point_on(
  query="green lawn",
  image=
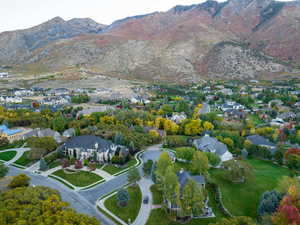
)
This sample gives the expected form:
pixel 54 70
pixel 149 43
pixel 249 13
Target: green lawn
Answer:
pixel 54 164
pixel 79 179
pixel 15 144
pixel 131 210
pixel 158 216
pixel 243 199
pixel 24 160
pixel 6 156
pixel 111 169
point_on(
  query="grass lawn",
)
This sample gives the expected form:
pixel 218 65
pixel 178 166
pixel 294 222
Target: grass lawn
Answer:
pixel 111 169
pixel 158 216
pixel 24 160
pixel 131 210
pixel 54 164
pixel 157 195
pixel 255 119
pixel 79 179
pixel 6 156
pixel 16 144
pixel 243 199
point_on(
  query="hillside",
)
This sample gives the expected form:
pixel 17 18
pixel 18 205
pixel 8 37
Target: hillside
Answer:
pixel 185 43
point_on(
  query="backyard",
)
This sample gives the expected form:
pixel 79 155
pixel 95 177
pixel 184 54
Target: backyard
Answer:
pixel 79 179
pixel 6 156
pixel 130 211
pixel 242 199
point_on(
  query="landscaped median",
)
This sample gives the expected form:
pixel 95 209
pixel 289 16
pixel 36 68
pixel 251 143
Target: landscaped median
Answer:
pixel 79 179
pixel 122 214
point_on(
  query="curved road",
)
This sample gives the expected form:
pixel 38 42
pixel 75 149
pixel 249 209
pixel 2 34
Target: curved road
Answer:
pixel 84 201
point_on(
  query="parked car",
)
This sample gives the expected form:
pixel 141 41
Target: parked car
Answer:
pixel 146 199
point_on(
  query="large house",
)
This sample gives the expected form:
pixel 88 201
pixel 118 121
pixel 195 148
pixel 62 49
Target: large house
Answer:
pixel 210 144
pixel 88 146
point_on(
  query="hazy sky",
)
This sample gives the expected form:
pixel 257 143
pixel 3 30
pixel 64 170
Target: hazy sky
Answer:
pixel 20 14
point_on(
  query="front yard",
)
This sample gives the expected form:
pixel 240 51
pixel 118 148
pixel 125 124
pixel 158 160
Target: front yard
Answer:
pixel 80 178
pixel 112 169
pixel 24 160
pixel 130 211
pixel 243 199
pixel 6 156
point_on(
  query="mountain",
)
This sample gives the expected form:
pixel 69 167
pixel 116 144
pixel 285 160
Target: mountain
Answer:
pixel 234 39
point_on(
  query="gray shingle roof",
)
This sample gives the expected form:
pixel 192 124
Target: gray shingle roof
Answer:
pixel 209 144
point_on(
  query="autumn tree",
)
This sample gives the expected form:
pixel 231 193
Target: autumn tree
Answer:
pixel 21 180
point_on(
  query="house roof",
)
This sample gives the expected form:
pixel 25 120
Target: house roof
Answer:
pixel 184 177
pixel 259 140
pixel 87 142
pixel 210 144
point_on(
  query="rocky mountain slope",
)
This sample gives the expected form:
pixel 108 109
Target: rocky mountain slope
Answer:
pixel 234 39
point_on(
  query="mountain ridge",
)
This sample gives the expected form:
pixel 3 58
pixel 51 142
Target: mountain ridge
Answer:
pixel 182 43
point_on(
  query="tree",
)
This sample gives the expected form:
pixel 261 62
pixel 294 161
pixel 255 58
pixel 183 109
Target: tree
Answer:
pixel 241 220
pixel 43 165
pixel 286 182
pixel 269 202
pixel 39 205
pixel 122 197
pixel 171 187
pixel 213 159
pixel 3 141
pixel 78 164
pixel 237 171
pixel 21 180
pixel 118 138
pixel 3 170
pixel 133 175
pixel 192 199
pixel 200 163
pixel 147 167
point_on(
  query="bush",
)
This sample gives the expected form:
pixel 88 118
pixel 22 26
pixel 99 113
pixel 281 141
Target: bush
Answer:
pixel 21 180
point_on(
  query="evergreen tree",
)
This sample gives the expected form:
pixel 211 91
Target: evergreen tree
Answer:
pixel 43 165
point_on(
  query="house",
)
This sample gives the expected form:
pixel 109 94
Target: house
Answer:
pixel 88 146
pixel 261 141
pixel 69 133
pixel 10 134
pixel 178 117
pixel 209 144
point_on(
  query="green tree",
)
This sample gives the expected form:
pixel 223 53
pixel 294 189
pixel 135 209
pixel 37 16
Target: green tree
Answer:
pixel 242 220
pixel 133 175
pixel 43 165
pixel 122 197
pixel 213 158
pixel 3 170
pixel 200 163
pixel 192 199
pixel 21 180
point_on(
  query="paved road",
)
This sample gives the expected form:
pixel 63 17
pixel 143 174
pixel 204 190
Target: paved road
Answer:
pixel 84 201
pixel 205 109
pixel 76 201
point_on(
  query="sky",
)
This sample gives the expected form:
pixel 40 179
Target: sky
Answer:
pixel 21 14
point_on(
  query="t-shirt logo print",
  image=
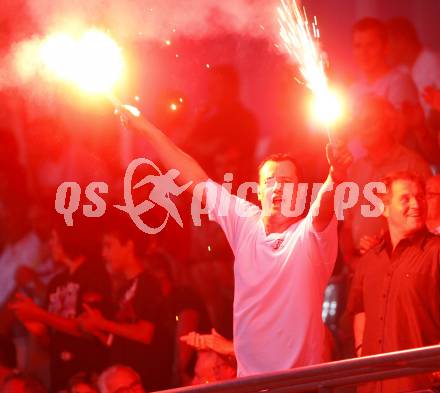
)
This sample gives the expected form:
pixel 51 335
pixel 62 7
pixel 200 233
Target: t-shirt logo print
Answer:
pixel 278 244
pixel 163 186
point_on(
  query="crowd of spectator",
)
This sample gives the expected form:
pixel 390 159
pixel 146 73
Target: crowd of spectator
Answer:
pixel 102 307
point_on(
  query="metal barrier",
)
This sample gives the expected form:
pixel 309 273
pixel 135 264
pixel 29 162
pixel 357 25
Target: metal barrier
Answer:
pixel 323 378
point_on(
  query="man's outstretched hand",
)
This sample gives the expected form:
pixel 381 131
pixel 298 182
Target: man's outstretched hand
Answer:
pixel 133 118
pixel 339 158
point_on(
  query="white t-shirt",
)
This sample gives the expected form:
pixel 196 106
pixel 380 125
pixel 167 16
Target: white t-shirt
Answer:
pixel 279 285
pixel 426 72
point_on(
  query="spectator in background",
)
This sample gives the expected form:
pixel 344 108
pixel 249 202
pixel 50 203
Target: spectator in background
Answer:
pixel 406 50
pixel 22 383
pixel 216 357
pixel 183 311
pixel 224 119
pixel 8 358
pixel 433 200
pixel 83 282
pixel 120 378
pixel 394 295
pixel 82 383
pixel 375 127
pixel 370 40
pixel 136 335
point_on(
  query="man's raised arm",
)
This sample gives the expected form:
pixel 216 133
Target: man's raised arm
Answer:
pixel 169 154
pixel 339 159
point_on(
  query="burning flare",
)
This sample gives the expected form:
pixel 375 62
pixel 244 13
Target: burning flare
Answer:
pixel 303 47
pixel 94 62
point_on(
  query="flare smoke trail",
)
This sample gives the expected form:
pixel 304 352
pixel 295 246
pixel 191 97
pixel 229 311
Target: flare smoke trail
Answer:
pixel 129 21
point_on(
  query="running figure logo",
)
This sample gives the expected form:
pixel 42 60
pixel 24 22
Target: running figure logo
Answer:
pixel 163 186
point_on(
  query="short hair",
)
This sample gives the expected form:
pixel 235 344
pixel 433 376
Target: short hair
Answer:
pixel 31 383
pixel 280 157
pixel 402 28
pixel 107 373
pixel 367 24
pixel 392 177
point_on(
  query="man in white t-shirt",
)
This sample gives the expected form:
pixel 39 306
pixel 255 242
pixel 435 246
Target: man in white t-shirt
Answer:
pixel 282 264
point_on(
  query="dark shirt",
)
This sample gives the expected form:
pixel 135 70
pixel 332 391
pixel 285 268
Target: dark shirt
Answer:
pixel 66 295
pixel 399 291
pixel 140 300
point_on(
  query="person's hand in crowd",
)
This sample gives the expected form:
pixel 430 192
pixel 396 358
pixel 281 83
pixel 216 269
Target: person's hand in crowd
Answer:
pixel 133 118
pixel 214 342
pixel 25 309
pixel 90 321
pixel 367 243
pixel 432 96
pixel 339 158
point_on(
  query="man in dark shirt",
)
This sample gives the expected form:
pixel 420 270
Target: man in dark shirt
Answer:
pixel 395 294
pixel 135 334
pixel 84 282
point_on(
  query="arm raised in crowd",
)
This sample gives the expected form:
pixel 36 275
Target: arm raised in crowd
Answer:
pixel 169 154
pixel 339 158
pixel 94 323
pixel 27 311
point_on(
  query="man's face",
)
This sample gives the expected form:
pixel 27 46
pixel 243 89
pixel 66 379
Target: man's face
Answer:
pixel 396 48
pixel 274 176
pixel 124 381
pixel 433 198
pixel 368 50
pixel 406 209
pixel 115 253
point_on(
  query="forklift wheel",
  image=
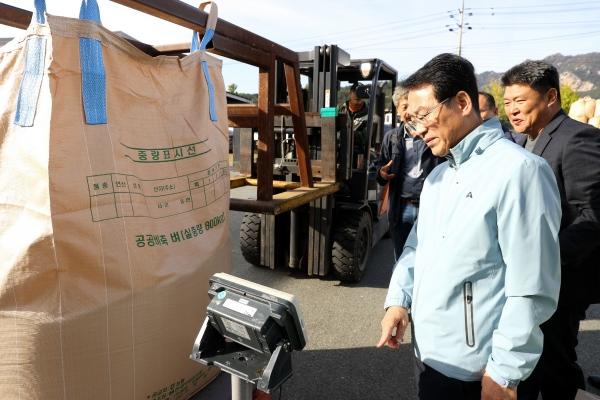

--

Look through the records above and please copy every line in which the string "trail" occurs.

PROBLEM SOLUTION.
  query="flare smoke trail",
Target: flare smoke trail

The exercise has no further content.